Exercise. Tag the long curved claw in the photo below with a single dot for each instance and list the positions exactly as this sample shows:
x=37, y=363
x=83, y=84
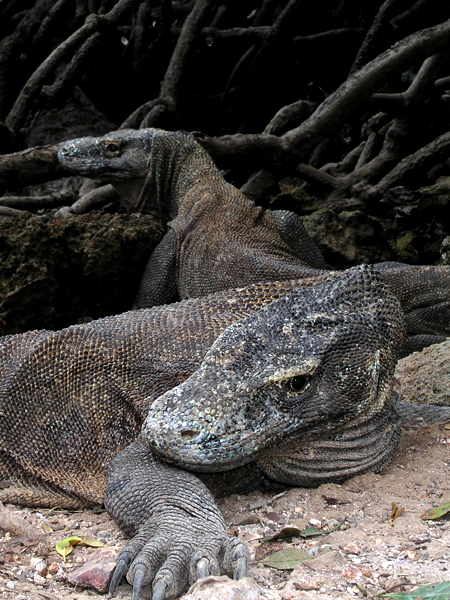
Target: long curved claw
x=159, y=590
x=139, y=574
x=240, y=568
x=119, y=572
x=202, y=568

> GOAL OF THE EXERCISE
Restate every entry above word for word; no picture belongs in the copy.

> SOLUTION TO THE PROBLEM
Exercise. Tag the long curved claw in the photo below with a single dot for each instance and list the positions exactly as this sample shows:
x=37, y=363
x=83, y=84
Target: long curved claw
x=159, y=590
x=139, y=574
x=240, y=568
x=119, y=572
x=202, y=568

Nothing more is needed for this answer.